• 掲載本文
Finasee / 2023年5月3日 11時0分

「南の楽園」が過去最悪の財政破綻…債務8.4兆円、人口流出止まらず【5月3日はどんな日?】

Finasee(フィナシー)

・楽天ポイント「改悪」に“過去最大”赤字…それでも会員数爆増の理由

日本がWBC(ワールド・ベースボール・クラシック)に優勝し、野球に注目が集まっています。野球は既に多くの企業やスポンサーが参加する主要なスポーツですが、WBCでの活躍を受け、今後のさらなる発展を期待する声が聞かれるようになりました。

WBCの強豪といえば、カリブ海の国や地域を思い浮かべる人は少なくないでしょう。中でも「プエルトリコ」は決勝ラウンドの常連で、2013年と2017年に連続で準優勝しています。2023年大会は惜しくも準々決勝で敗退しますが、WBC史上初の完全試合を達成したチームとなりました。

• 提示資料
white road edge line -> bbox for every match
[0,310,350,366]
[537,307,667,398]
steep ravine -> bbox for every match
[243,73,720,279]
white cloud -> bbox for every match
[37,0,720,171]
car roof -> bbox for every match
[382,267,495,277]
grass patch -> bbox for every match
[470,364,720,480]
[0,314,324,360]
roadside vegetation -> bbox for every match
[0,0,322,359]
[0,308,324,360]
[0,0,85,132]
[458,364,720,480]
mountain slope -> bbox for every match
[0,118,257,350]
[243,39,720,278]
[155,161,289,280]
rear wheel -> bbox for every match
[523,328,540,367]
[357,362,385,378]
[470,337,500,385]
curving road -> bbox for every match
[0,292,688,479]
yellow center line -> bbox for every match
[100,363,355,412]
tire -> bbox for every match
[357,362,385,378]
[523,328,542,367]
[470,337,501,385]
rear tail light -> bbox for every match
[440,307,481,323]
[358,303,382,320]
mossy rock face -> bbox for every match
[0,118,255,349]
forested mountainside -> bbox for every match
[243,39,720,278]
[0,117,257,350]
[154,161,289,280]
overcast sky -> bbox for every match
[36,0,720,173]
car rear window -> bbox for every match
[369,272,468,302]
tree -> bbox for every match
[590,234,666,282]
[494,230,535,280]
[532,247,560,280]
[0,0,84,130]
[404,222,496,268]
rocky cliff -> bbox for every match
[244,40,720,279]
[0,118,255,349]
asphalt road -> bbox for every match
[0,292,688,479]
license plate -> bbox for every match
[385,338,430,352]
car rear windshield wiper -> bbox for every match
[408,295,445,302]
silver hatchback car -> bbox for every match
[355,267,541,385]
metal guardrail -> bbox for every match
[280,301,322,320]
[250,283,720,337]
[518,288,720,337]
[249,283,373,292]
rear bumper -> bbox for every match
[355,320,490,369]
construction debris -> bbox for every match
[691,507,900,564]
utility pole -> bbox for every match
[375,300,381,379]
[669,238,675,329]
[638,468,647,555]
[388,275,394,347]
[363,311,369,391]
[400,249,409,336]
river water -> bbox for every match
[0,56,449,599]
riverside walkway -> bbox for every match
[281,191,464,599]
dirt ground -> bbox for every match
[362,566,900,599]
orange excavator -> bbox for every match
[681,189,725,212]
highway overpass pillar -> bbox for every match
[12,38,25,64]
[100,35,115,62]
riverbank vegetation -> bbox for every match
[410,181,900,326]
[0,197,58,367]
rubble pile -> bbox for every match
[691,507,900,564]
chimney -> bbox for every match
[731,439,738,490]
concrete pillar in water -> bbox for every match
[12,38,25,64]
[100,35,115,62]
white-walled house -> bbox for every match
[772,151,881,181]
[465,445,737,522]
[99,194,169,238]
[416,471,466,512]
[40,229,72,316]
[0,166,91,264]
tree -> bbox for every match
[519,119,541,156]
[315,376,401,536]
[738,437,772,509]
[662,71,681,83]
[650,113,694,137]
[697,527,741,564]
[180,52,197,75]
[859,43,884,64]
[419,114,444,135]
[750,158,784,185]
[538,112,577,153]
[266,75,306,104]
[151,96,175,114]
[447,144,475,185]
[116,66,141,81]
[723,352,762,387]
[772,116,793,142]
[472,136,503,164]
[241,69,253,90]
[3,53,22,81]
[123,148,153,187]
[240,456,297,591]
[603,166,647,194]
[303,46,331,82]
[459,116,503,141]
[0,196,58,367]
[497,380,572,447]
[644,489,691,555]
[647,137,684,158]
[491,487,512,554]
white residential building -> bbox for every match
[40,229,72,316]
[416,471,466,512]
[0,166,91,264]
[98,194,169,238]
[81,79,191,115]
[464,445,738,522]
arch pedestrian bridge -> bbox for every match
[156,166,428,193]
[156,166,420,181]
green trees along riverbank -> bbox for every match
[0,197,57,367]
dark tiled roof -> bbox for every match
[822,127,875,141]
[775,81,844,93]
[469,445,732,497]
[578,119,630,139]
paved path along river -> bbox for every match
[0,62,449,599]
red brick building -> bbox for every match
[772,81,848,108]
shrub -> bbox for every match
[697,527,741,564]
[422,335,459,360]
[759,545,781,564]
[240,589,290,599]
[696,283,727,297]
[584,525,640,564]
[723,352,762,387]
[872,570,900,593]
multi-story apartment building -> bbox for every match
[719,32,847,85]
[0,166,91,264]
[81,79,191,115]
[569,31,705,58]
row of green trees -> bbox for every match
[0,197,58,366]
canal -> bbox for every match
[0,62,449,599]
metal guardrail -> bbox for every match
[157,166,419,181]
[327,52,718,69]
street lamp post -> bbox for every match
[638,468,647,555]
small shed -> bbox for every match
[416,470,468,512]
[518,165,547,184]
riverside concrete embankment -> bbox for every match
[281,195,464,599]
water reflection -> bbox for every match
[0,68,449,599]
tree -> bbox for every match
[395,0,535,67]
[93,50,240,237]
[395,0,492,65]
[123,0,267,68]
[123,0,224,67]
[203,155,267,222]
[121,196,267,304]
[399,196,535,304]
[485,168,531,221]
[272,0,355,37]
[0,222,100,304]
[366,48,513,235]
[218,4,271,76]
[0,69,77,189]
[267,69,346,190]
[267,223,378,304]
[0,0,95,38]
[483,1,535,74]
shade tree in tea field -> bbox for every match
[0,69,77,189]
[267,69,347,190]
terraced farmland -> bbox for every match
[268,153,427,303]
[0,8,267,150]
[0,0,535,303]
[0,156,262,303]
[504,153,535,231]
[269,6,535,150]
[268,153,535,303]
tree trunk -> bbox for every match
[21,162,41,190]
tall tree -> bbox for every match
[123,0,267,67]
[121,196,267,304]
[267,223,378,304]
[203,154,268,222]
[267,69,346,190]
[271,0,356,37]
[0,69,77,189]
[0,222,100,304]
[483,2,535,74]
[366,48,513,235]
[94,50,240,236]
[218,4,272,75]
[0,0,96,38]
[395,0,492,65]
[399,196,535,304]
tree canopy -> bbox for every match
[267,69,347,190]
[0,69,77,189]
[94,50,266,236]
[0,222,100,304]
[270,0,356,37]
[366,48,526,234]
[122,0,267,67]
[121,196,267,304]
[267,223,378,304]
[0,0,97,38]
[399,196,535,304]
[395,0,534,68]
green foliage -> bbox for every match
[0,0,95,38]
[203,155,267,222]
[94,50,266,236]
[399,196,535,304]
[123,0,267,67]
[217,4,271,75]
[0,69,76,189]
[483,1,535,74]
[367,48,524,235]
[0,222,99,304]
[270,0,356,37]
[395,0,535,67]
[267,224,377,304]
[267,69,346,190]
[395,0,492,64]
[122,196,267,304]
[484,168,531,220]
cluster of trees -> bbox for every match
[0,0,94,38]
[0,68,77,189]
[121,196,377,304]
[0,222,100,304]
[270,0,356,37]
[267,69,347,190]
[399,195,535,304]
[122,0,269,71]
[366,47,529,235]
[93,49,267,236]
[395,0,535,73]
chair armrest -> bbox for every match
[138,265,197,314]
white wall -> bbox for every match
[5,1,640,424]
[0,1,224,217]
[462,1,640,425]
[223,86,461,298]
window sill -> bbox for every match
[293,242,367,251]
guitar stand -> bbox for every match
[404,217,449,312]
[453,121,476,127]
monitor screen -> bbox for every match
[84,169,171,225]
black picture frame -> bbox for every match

• 練習問題
A - プエルトリコの記事に登場する西暦の年をすべて挙げてください。
B - プエルトリコの記事のうち、"Finasee / 2023年5月3日"で始まり"が聞かれるようになりました。"までの部分を一字も変えずにそのまま再現してください。
エントリは本文とは別の出典から取られています。

• 解答一覧
A - 2013年、2017年、2023年

B -
Finasee / 2023年5月3日 11時0分

「南の楽園」が過去最悪の財政破綻…債務8.4兆円、人口流出止まらず【5月3日はどんな日?】

Finasee(フィナシー)

・楽天ポイント「改悪」に“過去最大”赤字…それでも会員数爆増の理由

日本がWBC(ワールド・ベースボール・クラシック)に優勝し、野球に注目が集まっています。野球は既に多くの企業やスポンサーが参加する主要なスポーツですが、WBCでの活躍を受け、今後のさらなる発展を期待する声が聞かれるようになりました。